• EXERCISE OBJECTIVE: Your result should be every line of the records below that contains the word "rock".

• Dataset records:
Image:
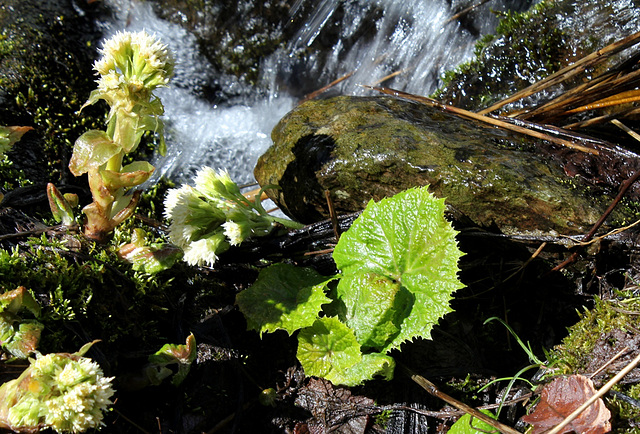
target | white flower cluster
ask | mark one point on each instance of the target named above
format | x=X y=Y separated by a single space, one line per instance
x=65 y=392
x=133 y=62
x=212 y=216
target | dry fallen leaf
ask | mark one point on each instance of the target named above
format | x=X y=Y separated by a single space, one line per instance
x=560 y=398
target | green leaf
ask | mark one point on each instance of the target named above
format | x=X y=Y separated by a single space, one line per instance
x=376 y=307
x=283 y=297
x=399 y=259
x=467 y=425
x=25 y=339
x=91 y=150
x=371 y=365
x=131 y=175
x=169 y=354
x=329 y=349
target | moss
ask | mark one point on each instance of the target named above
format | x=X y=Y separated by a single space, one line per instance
x=526 y=47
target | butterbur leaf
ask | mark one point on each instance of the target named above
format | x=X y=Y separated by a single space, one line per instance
x=283 y=297
x=470 y=425
x=376 y=305
x=19 y=337
x=408 y=255
x=91 y=150
x=25 y=339
x=559 y=398
x=10 y=135
x=150 y=259
x=60 y=207
x=17 y=299
x=131 y=175
x=329 y=349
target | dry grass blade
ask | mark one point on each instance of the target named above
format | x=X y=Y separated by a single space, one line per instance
x=621 y=98
x=507 y=125
x=612 y=85
x=604 y=389
x=626 y=129
x=335 y=82
x=433 y=390
x=569 y=71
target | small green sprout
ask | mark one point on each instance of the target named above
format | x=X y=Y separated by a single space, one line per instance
x=210 y=217
x=9 y=136
x=18 y=336
x=65 y=392
x=149 y=258
x=132 y=66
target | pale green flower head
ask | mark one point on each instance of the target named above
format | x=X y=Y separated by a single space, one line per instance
x=134 y=63
x=65 y=392
x=206 y=250
x=217 y=185
x=192 y=217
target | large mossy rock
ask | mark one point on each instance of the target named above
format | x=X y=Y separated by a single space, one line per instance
x=527 y=47
x=363 y=148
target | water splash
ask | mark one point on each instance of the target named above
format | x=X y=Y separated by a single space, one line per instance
x=411 y=39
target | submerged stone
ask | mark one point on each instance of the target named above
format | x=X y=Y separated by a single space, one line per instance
x=364 y=148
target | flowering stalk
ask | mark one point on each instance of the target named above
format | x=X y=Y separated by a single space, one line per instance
x=65 y=392
x=132 y=66
x=214 y=215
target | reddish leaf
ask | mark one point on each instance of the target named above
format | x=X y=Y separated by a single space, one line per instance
x=334 y=409
x=560 y=398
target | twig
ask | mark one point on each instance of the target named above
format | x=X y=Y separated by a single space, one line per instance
x=626 y=129
x=610 y=361
x=626 y=184
x=604 y=389
x=332 y=215
x=314 y=94
x=433 y=390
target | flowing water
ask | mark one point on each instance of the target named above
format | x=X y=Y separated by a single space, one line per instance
x=412 y=40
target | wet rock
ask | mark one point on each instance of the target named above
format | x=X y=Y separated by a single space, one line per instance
x=363 y=148
x=529 y=46
x=47 y=51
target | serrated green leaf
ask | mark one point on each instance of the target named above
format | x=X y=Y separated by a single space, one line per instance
x=376 y=307
x=283 y=297
x=25 y=339
x=329 y=349
x=371 y=365
x=402 y=244
x=467 y=425
x=172 y=354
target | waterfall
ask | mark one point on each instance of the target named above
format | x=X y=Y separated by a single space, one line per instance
x=411 y=40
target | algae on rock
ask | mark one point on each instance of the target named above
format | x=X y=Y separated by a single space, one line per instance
x=363 y=148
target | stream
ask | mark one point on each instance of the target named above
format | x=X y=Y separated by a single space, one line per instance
x=233 y=134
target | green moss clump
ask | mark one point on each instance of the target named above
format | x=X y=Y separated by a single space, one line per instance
x=46 y=56
x=600 y=333
x=527 y=46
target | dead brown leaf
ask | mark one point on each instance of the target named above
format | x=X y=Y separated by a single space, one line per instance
x=560 y=398
x=334 y=409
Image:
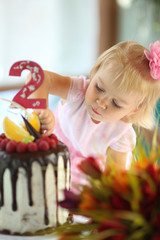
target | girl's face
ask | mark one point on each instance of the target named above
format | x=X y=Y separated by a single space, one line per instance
x=104 y=102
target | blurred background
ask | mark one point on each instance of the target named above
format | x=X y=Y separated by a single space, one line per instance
x=67 y=36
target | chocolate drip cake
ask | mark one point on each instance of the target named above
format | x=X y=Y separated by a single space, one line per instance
x=32 y=179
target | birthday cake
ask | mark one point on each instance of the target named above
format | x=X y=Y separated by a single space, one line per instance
x=33 y=176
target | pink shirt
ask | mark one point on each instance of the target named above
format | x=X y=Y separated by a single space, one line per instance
x=84 y=138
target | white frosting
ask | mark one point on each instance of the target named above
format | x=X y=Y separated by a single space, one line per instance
x=31 y=218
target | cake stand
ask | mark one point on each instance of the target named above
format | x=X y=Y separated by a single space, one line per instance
x=76 y=219
x=44 y=237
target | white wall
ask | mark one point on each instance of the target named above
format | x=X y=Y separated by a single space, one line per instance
x=60 y=35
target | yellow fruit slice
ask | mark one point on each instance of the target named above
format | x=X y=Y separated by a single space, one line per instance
x=33 y=119
x=14 y=132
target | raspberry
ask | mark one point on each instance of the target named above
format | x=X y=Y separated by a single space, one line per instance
x=3 y=136
x=47 y=139
x=53 y=136
x=52 y=143
x=32 y=147
x=43 y=145
x=11 y=146
x=21 y=147
x=4 y=143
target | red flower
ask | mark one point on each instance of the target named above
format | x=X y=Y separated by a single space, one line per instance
x=118 y=202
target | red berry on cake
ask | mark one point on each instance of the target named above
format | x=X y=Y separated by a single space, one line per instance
x=52 y=143
x=11 y=146
x=21 y=147
x=43 y=145
x=32 y=147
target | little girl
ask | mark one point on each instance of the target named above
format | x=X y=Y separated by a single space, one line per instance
x=96 y=115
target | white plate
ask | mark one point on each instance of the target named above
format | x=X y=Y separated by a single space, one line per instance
x=45 y=237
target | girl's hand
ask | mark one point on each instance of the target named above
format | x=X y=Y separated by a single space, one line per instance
x=47 y=121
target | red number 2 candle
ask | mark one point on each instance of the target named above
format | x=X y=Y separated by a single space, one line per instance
x=36 y=80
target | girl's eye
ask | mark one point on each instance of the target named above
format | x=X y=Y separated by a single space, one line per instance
x=115 y=104
x=99 y=89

• SOLUTION FOR THIS TASK:
target | large mossy rock
target | wet rock
target | algae on rock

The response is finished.